BEGIN TEXT PASSAGE

Skip to main content

Overview

The KloudMate Agent manages the OpenTelemetry Collector as a child process with sophisticated lifecycle orchestration. This architecture enables zero-downtime configuration updates, graceful restarts, and comprehensive error handling across all deployment modes.

Lifecycle States

The collector progresses through distinct states during its lifecycle:
1

Not Created

Initial state before the collector instance is created.
// Agent initialized, collector not yet created
a.collector == nil
a.isRunning.Load() == false
2

Creating

The collector instance is being instantiated with configuration.
internal/agent/collector.go
func NewCollector(c *config.Config) (*otelcol.Collector, error) {
    collectorSettings := shared.CollectorInfoFactory(c.OtelConfigPath)
    return otelcol.NewCollector(collectorSettings)
}
3

Running

The collector is actively processing telemetry data.
internal/agent/agent.go
a.collectorMu.Lock()
a.collector = collector
a.collectorMu.Unlock()

runErr := collector.Run(ctx)
4

Stopping

The collector is being gracefully shut down.
internal/agent/agent.go
func (a *Agent) stopCollectorInstance() {
    a.collectorMu.Lock()
    collector := a.collector
    a.collector = nil
    a.collectorMu.Unlock()
    
    if collector != nil {
        collector.Shutdown()
    }
}
5

Stopped

The collector has exited and resources are cleaned up.
// Collector reference cleared
a.collector == nil
// Error state captured if applicable
if runErr != nil {
    a.collectorError = runErr.Error()
}

Host Agent Lifecycle

The host agent implements a concurrent lifecycle management pattern:

Initial Startup

func (a *Agent) StartAgent(ctx context.Context) error {
    // Atomic state transition
    if !a.isRunning.CompareAndSwap(false, true) {
        return fmt.Errorf("agent already running")
    }
    
    setupComplete := false
    defer func() {
        if !setupComplete {
            a.isRunning.Store(false)
            a.logger.Warn("Agent startup failed, reset running state")
        }
    }()
    
    // Launch two goroutines
    a.wg.Add(2)
    
    // Collector lifecycle manager
    go func() {
        defer a.wg.Done()
        if err := a.manageCollectorLifecycle(ctx); err != nil {
            a.logger.Errorf("Initial collector run failed: %v", err)
        }
    }()

END TEXT PASSAGE
BEGIN GIVEN DATA

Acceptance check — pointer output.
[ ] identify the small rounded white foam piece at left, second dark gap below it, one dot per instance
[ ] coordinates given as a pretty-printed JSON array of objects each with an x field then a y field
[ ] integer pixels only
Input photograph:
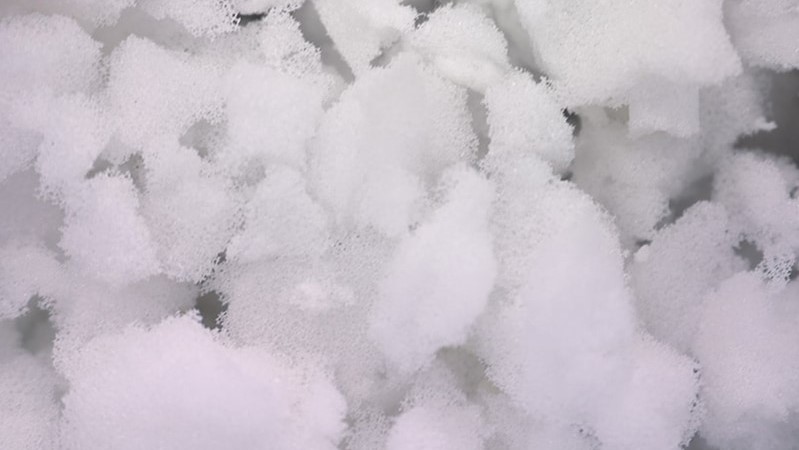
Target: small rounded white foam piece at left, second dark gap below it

END GIVEN DATA

__APPLY WHAT YOU READ__:
a. In the KloudMate Agent lifecycle page, what error message does StartAgent return when the agent is already running?
b. Pick up the KloudMate Agent lifecycle page at the point where it ends.

__ANSWERS BY ITEM NUMBER__:
a. "agent already running"

b.
    // Configuration update checker
    go func() {
        defer a.wg.Done()
        a.runConfigUpdateChecker(ctx)
    }()
    
    setupComplete = true
    return nil
}

Configuration-Triggered Restart

When a configuration change is detected, the agent performs an atomic restart:
1

Detect Change

The configuration updater detects a change via the remote API.
internal/agent/agent.go
restart, newConfig, err := a.updater.CheckForUpdates(ctx, params)
if err != nil {
    return fmt.Errorf("updater.CheckForUpdates failed: %w", err)
}
2

Update Configuration File

The new configuration is written atomically using a temporary file.
internal/agent/agent.go
func (a *Agent) UpdateConfig(_ context.Context, 
    newConfig map[string]interface{}) error {
    
    configYAML, err := yaml.Marshal(newConfig)
    if err != nil {
        return fmt.Errorf("failed to marshal new config to YAML: %w", err)
    }
    
    // Write to temporary file
    tempFile := a.cfg.OtelConfigPath + ".new"
    if err := os.WriteFile(tempFile, configYAML, 0644); err != nil {
        return fmt.Errorf("failed to write new config: %w", err)
    }
    
    // Atomic rename
    if err := os.Rename(tempFile, a.cfg.OtelConfigPath); err != nil {
        return fmt.Errorf("failed to replace config file: %w", err)
    }
    
    return nil
}
3

Stop Current Collector

The running collector is gracefully stopped.
internal/agent/agent.go
func (a *Agent) stopCollectorInstance() {
    a.collectorMu.Lock()
    collector := a.collector
    a.collector = nil
    a.collectorMu.Unlock()
    
    if collector != nil {
        a.logger.Info("shutting down active collector instance")
        collector.Shutdown()
        a.logger.Info("collector shutdown complete")
    }
}
4

Start New Collector

A new collector instance is started with the updated configuration.
internal/agent/agent.go
if newConfig != nil && restart {
    if err := a.UpdateConfig(ctx, newConfig); err != nil {
        a.collectorError = err.Error()
        return fmt.Errorf("failed to update config file: %w", err)
    }
    
    a.stopCollectorInstance()
    
    a.wg.Add(1)
    go func() {
        defer a.wg.Done()
        if err := a.manageCollectorLifecycle(agentCtx); err != nil {
            a.collectorError = err.Error()
        } else {
            a.logger.Info("collector restarted successfully")
            a.collectorError = ""
        }
    }()
}

Graceful Shutdown

The agent implements a multi-phase graceful shutdown:
internal/agent/agent.go
func (a *Agent) Shutdown(ctx context.Context) error {
    // Atomic state transition
    if !a.isRunning.CompareAndSwap(true, false) {
        a.logger.Debug("shutdown called but agent is not running")
        return nil
    }
    
    // Signal all goroutines to stop
    close(a.shutdownSignal)
    
    // Stop collector
    a.logger.Info("stopping collector instance")
    a.stopCollectorInstance()
    
    // Wait for all goroutines with timeout
    waitCh := make(chan struct{})
    go func() {
        a.wg.Wait()
        close(waitCh)
    }()
    
    select {
    case <-waitCh:
        a.logger.Info("all agent goroutines completed")
    case <-ctx.Done():
        a.logger.Errorf("Agent shutdown timed out: %v", ctx.Err())
        return ctx.Err()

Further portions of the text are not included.